▸ **Written request**
Everything from the line holding "Question. Spot each instance of the sky" through the last line below must be repeated exactly, and nothing else.

Point labeling dataset excerpts
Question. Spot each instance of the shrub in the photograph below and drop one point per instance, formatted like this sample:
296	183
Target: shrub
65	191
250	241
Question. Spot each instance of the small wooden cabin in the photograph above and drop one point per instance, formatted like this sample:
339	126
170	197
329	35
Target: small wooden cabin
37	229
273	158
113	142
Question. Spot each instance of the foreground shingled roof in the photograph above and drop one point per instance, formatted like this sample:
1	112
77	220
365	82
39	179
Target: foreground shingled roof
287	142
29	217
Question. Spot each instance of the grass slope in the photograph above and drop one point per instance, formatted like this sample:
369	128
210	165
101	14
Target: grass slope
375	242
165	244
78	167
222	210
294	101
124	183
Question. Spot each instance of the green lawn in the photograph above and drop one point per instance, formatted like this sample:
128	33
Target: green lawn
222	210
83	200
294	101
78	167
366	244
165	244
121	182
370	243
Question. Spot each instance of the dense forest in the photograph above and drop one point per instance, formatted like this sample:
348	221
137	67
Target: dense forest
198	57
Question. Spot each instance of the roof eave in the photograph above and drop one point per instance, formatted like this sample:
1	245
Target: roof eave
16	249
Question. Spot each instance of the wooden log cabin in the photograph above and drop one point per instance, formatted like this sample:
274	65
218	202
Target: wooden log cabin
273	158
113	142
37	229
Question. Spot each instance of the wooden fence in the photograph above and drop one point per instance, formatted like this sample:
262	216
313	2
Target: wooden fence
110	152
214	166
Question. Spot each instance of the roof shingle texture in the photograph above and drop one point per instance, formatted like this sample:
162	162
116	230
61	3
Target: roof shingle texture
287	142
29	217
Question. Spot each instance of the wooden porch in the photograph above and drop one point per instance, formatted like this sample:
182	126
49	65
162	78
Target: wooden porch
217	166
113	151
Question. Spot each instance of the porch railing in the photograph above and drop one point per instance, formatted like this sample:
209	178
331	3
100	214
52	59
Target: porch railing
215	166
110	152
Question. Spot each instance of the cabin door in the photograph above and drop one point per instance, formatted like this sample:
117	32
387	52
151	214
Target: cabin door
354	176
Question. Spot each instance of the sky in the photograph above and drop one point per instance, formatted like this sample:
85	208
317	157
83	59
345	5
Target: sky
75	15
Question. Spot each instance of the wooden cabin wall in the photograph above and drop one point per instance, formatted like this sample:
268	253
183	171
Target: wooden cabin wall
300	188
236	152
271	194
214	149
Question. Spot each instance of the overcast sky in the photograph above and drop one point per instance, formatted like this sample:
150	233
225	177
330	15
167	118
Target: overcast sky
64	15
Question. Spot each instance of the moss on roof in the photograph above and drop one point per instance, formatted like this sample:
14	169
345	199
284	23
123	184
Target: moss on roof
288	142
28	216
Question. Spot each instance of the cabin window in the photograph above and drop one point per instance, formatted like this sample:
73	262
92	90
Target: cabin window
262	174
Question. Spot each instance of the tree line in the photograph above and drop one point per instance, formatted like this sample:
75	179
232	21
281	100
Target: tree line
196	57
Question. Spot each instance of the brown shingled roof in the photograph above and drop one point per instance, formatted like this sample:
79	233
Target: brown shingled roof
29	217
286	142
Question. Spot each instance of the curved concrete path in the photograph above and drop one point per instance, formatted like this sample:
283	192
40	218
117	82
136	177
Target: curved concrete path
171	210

▸ **Response to the exercise**
Question. Spot each instance of the sky in the photograph above and drop one point per instance, formatted like this sample:
85	208
317	157
83	59
345	5
Target: sky
75	15
Question. Spot each instance of the wooden cabin wall in the photograph above and drop one point per instance, formatted like this sample:
268	253
183	171
Target: wooden cabin wall
300	188
236	152
271	194
214	149
Question. Spot each instance of the overcast sky in the photograph above and drop one point per instance, formatted like this sample:
150	233
225	177
330	15
167	118
Target: overcast sky
64	15
Question. Spot each instance of the moss on roof in the photograph above and drop one point per instance, formatted like this sample:
14	169
345	199
284	23
123	184
Target: moss on roof
288	142
28	216
Question. Spot each instance of the cabin window in the photograph above and drop one point per instance, formatted like this sample:
73	262
92	90
Target: cabin window
262	174
Question. Spot each instance of the tree line in the photograph above and drop one point per instance, formatted like this sample:
75	179
232	21
281	100
Target: tree line
196	57
Question. Spot each instance of the brown shingled roof in the photograph above and drop one point per instance, formatted like this sample:
79	233
Target: brown shingled roof
29	217
286	142
Question. Spot each instance of the curved concrete path in the photograph above and drop one point per instance, formatted like this sample:
283	192
40	218
117	82
136	177
Target: curved concrete path
171	210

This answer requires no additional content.